> **PROBLEM DESCRIPTION**: An exact copy of the listing below is the answer, with the pictures removed.

> **DATASET RECORDS**:

════════════════

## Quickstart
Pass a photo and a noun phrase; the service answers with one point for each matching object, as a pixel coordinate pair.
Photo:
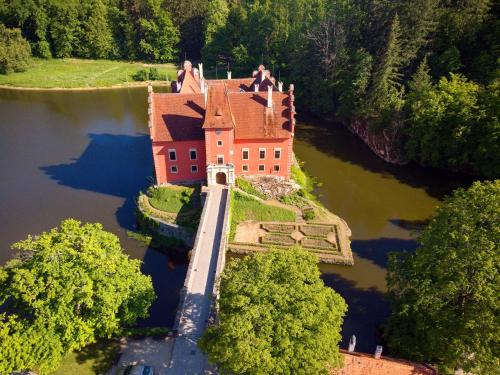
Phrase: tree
(96, 40)
(15, 52)
(386, 94)
(276, 317)
(444, 298)
(66, 288)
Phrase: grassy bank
(79, 73)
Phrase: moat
(86, 155)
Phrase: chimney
(378, 352)
(200, 68)
(352, 344)
(269, 96)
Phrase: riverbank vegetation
(276, 317)
(65, 289)
(80, 73)
(444, 298)
(383, 63)
(244, 208)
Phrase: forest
(425, 70)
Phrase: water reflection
(384, 206)
(86, 155)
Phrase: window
(172, 155)
(277, 153)
(245, 154)
(193, 154)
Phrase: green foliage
(247, 208)
(171, 198)
(15, 52)
(453, 124)
(68, 287)
(151, 74)
(309, 214)
(247, 187)
(444, 298)
(129, 29)
(276, 317)
(70, 73)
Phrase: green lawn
(172, 198)
(246, 208)
(93, 359)
(80, 73)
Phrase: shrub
(15, 51)
(151, 74)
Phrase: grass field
(172, 198)
(80, 73)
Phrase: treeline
(102, 29)
(426, 69)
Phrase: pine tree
(386, 91)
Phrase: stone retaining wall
(165, 228)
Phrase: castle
(215, 130)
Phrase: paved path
(186, 357)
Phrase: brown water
(383, 205)
(86, 155)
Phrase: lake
(86, 155)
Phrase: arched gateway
(220, 178)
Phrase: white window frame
(175, 153)
(243, 153)
(277, 149)
(195, 153)
(265, 153)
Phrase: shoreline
(89, 88)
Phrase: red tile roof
(177, 117)
(365, 364)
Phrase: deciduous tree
(276, 317)
(444, 298)
(67, 287)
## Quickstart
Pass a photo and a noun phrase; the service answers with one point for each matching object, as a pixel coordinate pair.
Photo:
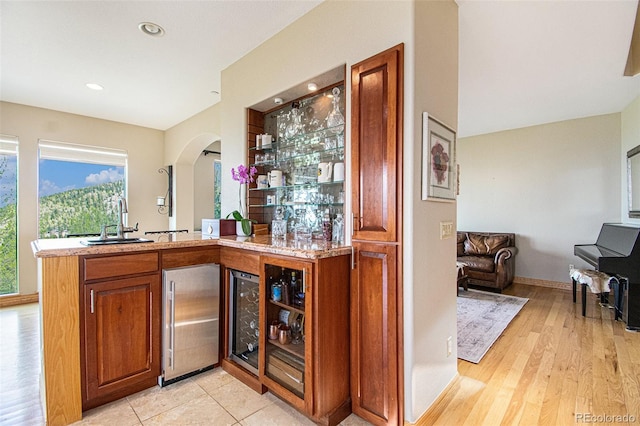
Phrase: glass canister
(276, 292)
(278, 225)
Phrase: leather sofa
(490, 258)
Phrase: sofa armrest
(505, 254)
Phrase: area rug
(482, 317)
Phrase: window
(8, 215)
(78, 188)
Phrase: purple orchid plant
(244, 175)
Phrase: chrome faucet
(120, 228)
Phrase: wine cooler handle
(172, 326)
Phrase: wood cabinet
(376, 289)
(313, 374)
(120, 325)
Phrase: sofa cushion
(484, 245)
(478, 263)
(460, 243)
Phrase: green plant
(244, 175)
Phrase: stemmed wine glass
(296, 328)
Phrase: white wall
(630, 139)
(553, 185)
(145, 148)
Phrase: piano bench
(598, 283)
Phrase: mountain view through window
(78, 198)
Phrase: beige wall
(630, 139)
(184, 143)
(430, 307)
(203, 186)
(336, 33)
(553, 185)
(145, 148)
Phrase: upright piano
(617, 253)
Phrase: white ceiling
(524, 63)
(51, 49)
(521, 62)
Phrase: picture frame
(439, 169)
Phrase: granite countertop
(314, 249)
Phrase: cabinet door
(121, 338)
(375, 356)
(376, 140)
(376, 291)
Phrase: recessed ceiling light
(151, 29)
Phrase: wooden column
(376, 285)
(59, 321)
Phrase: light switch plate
(446, 230)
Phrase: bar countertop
(314, 249)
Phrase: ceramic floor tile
(115, 413)
(202, 410)
(240, 400)
(157, 400)
(213, 379)
(277, 414)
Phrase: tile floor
(211, 398)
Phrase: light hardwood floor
(19, 365)
(551, 366)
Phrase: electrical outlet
(446, 230)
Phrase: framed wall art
(439, 170)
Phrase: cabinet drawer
(242, 260)
(96, 268)
(187, 257)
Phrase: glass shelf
(299, 186)
(300, 156)
(303, 139)
(298, 203)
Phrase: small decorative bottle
(338, 228)
(327, 226)
(286, 290)
(276, 290)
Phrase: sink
(110, 241)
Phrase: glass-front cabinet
(286, 324)
(300, 162)
(304, 333)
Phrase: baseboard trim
(542, 283)
(18, 299)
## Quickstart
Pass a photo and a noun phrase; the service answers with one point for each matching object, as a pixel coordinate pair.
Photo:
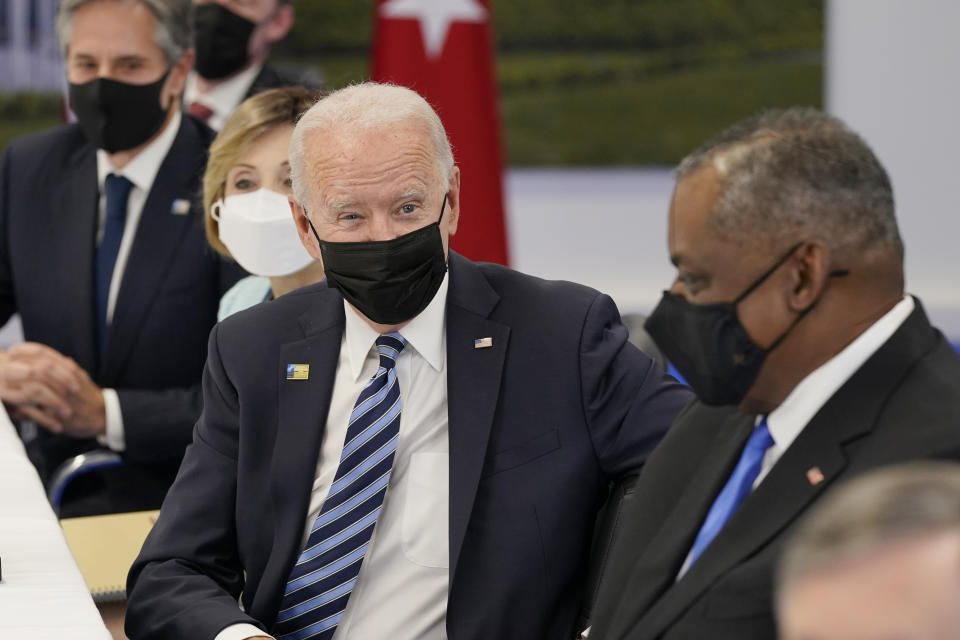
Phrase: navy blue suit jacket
(538, 425)
(166, 305)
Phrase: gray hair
(363, 107)
(793, 171)
(173, 34)
(881, 507)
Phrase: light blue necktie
(326, 572)
(116, 191)
(736, 490)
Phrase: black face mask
(116, 116)
(221, 40)
(709, 346)
(388, 281)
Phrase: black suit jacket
(538, 424)
(166, 305)
(902, 404)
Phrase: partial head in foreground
(879, 559)
(782, 230)
(378, 197)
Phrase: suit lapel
(301, 421)
(159, 236)
(657, 567)
(72, 228)
(473, 387)
(787, 491)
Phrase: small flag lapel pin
(298, 371)
(814, 476)
(180, 207)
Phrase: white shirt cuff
(241, 632)
(114, 437)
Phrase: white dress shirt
(808, 397)
(141, 171)
(223, 97)
(401, 591)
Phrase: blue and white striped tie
(323, 578)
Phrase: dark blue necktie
(116, 191)
(736, 490)
(326, 572)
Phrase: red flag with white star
(443, 50)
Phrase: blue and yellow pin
(298, 371)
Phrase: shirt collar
(788, 420)
(223, 97)
(425, 333)
(143, 168)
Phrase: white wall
(603, 228)
(893, 75)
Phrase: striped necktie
(736, 490)
(326, 571)
(116, 191)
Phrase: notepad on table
(105, 548)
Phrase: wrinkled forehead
(362, 162)
(113, 29)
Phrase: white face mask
(259, 231)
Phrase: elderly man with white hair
(416, 448)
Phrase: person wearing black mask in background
(233, 40)
(102, 252)
(788, 317)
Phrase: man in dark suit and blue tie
(788, 317)
(414, 449)
(103, 255)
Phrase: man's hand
(52, 390)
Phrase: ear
(809, 270)
(177, 80)
(280, 24)
(303, 229)
(453, 201)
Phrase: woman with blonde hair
(245, 191)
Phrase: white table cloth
(42, 596)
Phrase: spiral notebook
(105, 547)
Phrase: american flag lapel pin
(298, 372)
(180, 207)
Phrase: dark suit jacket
(538, 425)
(902, 404)
(166, 305)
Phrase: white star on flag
(435, 17)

════════════════

> **RESPONSE TO THE EXERCISE**:
## Quickstart
Pass a photo and a noun phrase; the service answers with one point for each matching object, as a pixel coordinate pair.
Photo:
Phrase: tree
(96, 40)
(15, 52)
(386, 94)
(276, 317)
(444, 298)
(66, 288)
Phrase: grassy bank
(79, 73)
Phrase: moat
(86, 155)
Phrase: chimney
(378, 352)
(200, 68)
(352, 344)
(269, 96)
Phrase: riverbank vegetation
(276, 317)
(65, 289)
(80, 73)
(444, 298)
(383, 63)
(244, 208)
Phrase: forest
(425, 70)
Phrase: water reflection
(384, 206)
(86, 155)
Phrase: window
(172, 155)
(277, 153)
(245, 154)
(193, 154)
Phrase: green foliage
(247, 208)
(171, 198)
(15, 52)
(453, 124)
(68, 287)
(151, 74)
(309, 214)
(247, 187)
(444, 298)
(129, 29)
(276, 317)
(70, 73)
Phrase: green lawn
(172, 198)
(246, 208)
(93, 359)
(80, 73)
Phrase: shrub
(15, 51)
(151, 74)
Phrase: grass field
(172, 198)
(80, 73)
Phrase: treeline
(102, 29)
(426, 69)
Phrase: pine tree
(386, 91)
Phrase: stone retaining wall
(165, 228)
Phrase: castle
(215, 130)
Phrase: paved path
(186, 357)
Phrase: brown water
(383, 205)
(86, 155)
Phrase: lake
(86, 155)
Phrase: arched gateway
(220, 178)
Phrase: white window frame
(175, 153)
(243, 153)
(277, 149)
(195, 153)
(265, 153)
Phrase: shoreline
(89, 88)
Phrase: red tile roof
(177, 117)
(365, 364)
Phrase: deciduous tree
(276, 317)
(444, 298)
(67, 287)
## Quickstart
Pass a photo and a noun phrase; the service answers with one point for each matching object, as a pixel coordinate pair.
Photo:
Phrase: glass canister
(276, 292)
(278, 225)
Phrase: leather sofa
(490, 258)
Phrase: sofa armrest
(505, 254)
Phrase: area rug
(482, 317)
Phrase: window
(8, 215)
(78, 188)
Phrase: purple orchid plant
(244, 175)
Phrase: chrome faucet
(120, 228)
Phrase: wine cooler handle
(172, 326)
Phrase: wood cabinet
(376, 289)
(313, 374)
(120, 325)
Phrase: sofa cushion
(484, 245)
(478, 263)
(460, 243)
Phrase: green plant
(244, 175)
Phrase: stemmed wine glass
(296, 328)
Phrase: white wall
(630, 139)
(553, 185)
(145, 148)
Phrase: piano bench
(598, 283)
Phrase: mountain view through window
(78, 198)
Phrase: beige wall
(630, 139)
(184, 143)
(430, 307)
(203, 186)
(336, 33)
(553, 185)
(145, 148)
Phrase: upright piano
(617, 253)
Phrase: white ceiling
(524, 63)
(51, 49)
(521, 62)
Phrase: picture frame
(439, 169)
Phrase: granite countertop
(314, 249)
Phrase: cabinet door
(121, 338)
(375, 356)
(376, 140)
(376, 291)
Phrase: recessed ceiling light
(151, 29)
Phrase: wooden column
(376, 285)
(59, 321)
Phrase: light switch plate
(446, 230)
Phrase: bar countertop
(314, 249)
Phrase: ceramic floor tile
(115, 413)
(202, 410)
(240, 400)
(157, 400)
(213, 379)
(277, 414)
Phrase: tile floor
(211, 398)
Phrase: light hardwood floor
(19, 365)
(551, 366)
Phrase: electrical outlet
(446, 230)
Phrase: framed wall art
(439, 170)
Phrase: cabinet drawer
(242, 260)
(96, 268)
(187, 257)
Phrase: glass shelf
(299, 186)
(300, 156)
(303, 139)
(298, 203)
Phrase: small decorative bottle
(338, 228)
(327, 226)
(286, 290)
(276, 290)
Phrase: sink
(110, 241)
Phrase: glass-front cabinet
(286, 324)
(300, 162)
(304, 333)
Phrase: baseboard trim
(542, 283)
(18, 299)
## Quickstart
Pass a photo and a noun phrase; the service answers with one point for each matching object, as a pixel coordinate pair.
Photo:
Phrase: navy blue suit jacket
(538, 425)
(166, 305)
Phrase: gray hair
(363, 107)
(793, 171)
(173, 34)
(881, 507)
Phrase: light blue necktie
(326, 572)
(116, 191)
(736, 490)
Phrase: black face mask
(116, 116)
(221, 40)
(709, 346)
(388, 281)
Phrase: black suit jacket
(538, 424)
(166, 305)
(902, 404)
Phrase: partial head in foreground
(879, 559)
(782, 230)
(378, 197)
Phrase: suit lapel
(301, 421)
(159, 236)
(657, 567)
(72, 228)
(473, 387)
(787, 491)
Phrase: small flag lapel pin
(298, 371)
(814, 476)
(180, 207)
Phrase: white shirt cuff
(241, 632)
(114, 437)
Phrase: white dress shirt
(808, 397)
(141, 171)
(223, 97)
(401, 591)
Phrase: blue and white striped tie
(323, 578)
Phrase: dark blue necktie
(116, 191)
(736, 490)
(326, 572)
Phrase: red flag with white star
(443, 50)
Phrase: blue and yellow pin
(298, 371)
Phrase: shirt collar
(788, 420)
(223, 97)
(425, 333)
(143, 168)
Phrase: white wall
(603, 228)
(893, 75)
Phrase: striped necktie
(736, 490)
(326, 571)
(116, 191)
Phrase: notepad on table
(105, 548)
Phrase: wrinkled forehead
(362, 162)
(113, 29)
Phrase: white face mask
(259, 231)
Phrase: elderly man with white hair
(416, 448)
Phrase: person wearing black mask in background
(233, 40)
(102, 252)
(788, 317)
Phrase: man in dark suit and blue tie
(788, 317)
(414, 449)
(103, 255)
Phrase: man's hand
(52, 390)
Phrase: ear
(809, 270)
(177, 80)
(280, 24)
(303, 229)
(453, 201)
Phrase: woman with blonde hair
(245, 191)
Phrase: white table cloth
(42, 596)
Phrase: spiral notebook
(105, 547)
Phrase: american flag lapel pin
(298, 372)
(180, 207)
Phrase: dark suit jacket
(538, 425)
(902, 404)
(166, 305)
Phrase: white star on flag
(435, 17)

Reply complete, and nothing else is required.